## Dataset excerpts on object pointing
+ + + +

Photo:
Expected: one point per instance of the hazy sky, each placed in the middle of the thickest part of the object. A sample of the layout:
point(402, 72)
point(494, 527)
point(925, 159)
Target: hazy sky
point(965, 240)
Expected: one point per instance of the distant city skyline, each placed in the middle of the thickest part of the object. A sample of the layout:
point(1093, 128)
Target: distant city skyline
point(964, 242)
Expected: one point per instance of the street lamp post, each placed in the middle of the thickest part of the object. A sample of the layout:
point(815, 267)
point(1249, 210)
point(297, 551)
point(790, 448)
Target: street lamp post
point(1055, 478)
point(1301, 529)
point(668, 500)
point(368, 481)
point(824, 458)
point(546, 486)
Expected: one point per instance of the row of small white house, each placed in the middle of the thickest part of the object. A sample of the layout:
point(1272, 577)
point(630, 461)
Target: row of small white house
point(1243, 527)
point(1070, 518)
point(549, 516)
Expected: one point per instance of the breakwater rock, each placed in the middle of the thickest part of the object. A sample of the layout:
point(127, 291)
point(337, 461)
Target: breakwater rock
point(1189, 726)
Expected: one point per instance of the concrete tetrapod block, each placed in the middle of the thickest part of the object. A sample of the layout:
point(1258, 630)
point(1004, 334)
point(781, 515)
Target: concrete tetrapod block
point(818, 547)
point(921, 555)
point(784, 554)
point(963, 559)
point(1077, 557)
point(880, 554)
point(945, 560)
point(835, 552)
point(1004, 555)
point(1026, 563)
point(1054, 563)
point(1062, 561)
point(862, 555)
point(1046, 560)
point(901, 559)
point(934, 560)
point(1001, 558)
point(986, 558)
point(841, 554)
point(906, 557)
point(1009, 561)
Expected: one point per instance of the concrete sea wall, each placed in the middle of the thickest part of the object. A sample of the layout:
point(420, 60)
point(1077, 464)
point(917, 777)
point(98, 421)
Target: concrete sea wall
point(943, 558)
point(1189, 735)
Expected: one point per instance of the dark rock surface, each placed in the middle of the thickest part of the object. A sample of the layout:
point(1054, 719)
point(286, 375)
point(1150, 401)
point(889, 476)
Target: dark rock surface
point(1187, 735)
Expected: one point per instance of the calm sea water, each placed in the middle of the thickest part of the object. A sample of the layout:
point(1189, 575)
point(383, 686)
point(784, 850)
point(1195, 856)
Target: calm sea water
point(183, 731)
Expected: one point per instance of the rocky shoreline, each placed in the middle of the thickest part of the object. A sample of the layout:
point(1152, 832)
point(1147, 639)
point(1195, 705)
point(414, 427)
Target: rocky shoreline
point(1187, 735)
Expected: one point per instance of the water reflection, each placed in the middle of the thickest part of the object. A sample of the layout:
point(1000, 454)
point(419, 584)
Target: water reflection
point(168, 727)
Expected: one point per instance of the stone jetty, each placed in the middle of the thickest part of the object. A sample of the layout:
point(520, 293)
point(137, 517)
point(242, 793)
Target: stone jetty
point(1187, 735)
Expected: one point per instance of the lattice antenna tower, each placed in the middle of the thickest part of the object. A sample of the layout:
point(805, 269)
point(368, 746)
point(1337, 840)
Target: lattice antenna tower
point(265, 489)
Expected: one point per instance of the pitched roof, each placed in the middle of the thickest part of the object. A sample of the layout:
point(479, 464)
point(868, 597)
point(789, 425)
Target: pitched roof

+ + + +

## WRITTEN TASK
Rescale the rows starting with the line that contains "Expected: one point per instance of the dark" and going on through the line that contains "point(183, 731)", reproducing every line including the requests. Multiply each answer coordinate by 1.75 and round to whole numbers with halves rounded up, keep the requests and their sample points unchanged, and return only these lines.

## ANSWER TO THIS PROBLEM
Expected: one point per instance of the dark rock surface, each placed in the middle of the thickest part of the object. A sample of the layout:
point(1054, 719)
point(286, 375)
point(1150, 401)
point(889, 476)
Target: dark rock surface
point(2077, 1286)
Expected: one point per instance of the calm sea water, each placed in the middle of the thickest part of the object. A sample of the layout:
point(1189, 575)
point(383, 686)
point(784, 850)
point(1195, 856)
Target: calm sea water
point(320, 1279)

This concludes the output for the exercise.